* **Challenge**:
Answer these questions from the forum thread below about a customized Cruze interior.
(a) Which car does the flat-bottom steering wheel come from?
(b) Which car is the shifter actually from?
(c) Since what year has carbon02 followed the Cruze and its North American factory options?

# Start of Selected excerpt

I replaced all the trim with the upper lever LTZ trim even went as far as replacing the solid grey trim around the gauges with the chrome trim from the LTZ.

The steering wheel is a flat bottom from a 2015 Camaro 1LE / ZL1. It's suede with stone stitching. 

The Shifter took a little bit to figure out. it's completely custom. As you can see from the pictures. The shifter boot is also from a 1LE camaro. Suede with stone stitching. 

The Shifter is actually from a 2015 Mustang GT. I purchased an entire shifter boot/knob from Ford OEM. I then cut the boot off of the chrome piece that lifts up as you put the car into reverse. I cut the chrome piece (which is actually plastic just like in the cruze) in half and took the original lift up plastic piece from the cruze and cut that in half as well. I then used a soldering Iron to merge the two halves together as you would with metal. This created a new lift up mechanism with the chrome upper trim from the mustang and the lower trim from the cruze. The knob had to be machined out to fit the spring the cruze uses to push the reverse collar back down.

If you were in my car you would see it looks perfectly stock and feels like it too. Very solid, much much better than original. 

If enough people cared how I did it, I'm sure I could take better pictures and do a write up.


----------



## carbon02 (Feb 25, 2011)

Leviathan21-

I've followed the Cruze and available North American factory options since 2011. I knew by looking that those cool color combinations didn't come on a Factory North American Model. 

It's very sharp. I like the two tone leather, and the stitching. It looks very classy and above factory. If someone didn't follow the Cruze factory interiors as close as a nerd like me, you would never guess that your's wasn't a special trim level!

# End of Selected excerpt
# Start of Supplied data

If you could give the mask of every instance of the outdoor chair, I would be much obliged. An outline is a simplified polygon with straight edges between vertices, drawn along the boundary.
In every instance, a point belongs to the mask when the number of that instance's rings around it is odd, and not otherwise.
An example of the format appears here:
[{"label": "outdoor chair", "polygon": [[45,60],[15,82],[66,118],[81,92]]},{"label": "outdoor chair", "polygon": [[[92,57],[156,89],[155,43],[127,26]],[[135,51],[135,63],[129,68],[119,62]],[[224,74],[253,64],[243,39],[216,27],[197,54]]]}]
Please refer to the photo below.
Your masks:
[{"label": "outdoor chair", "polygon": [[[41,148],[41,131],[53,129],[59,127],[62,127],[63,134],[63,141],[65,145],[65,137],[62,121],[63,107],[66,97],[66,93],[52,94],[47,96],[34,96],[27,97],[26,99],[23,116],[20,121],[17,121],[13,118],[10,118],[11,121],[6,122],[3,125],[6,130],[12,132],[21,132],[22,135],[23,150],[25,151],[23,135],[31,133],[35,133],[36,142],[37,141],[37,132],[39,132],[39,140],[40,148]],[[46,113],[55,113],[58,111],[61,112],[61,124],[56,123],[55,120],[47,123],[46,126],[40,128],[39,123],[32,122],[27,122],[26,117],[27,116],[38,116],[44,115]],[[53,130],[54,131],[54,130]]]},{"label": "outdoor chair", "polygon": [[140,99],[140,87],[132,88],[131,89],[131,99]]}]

# End of Supplied data

* **Exercise answer**:
(a) A 2015 Camaro 1LE / ZL1.
(b) A 2015 Mustang GT.
(c) 2011.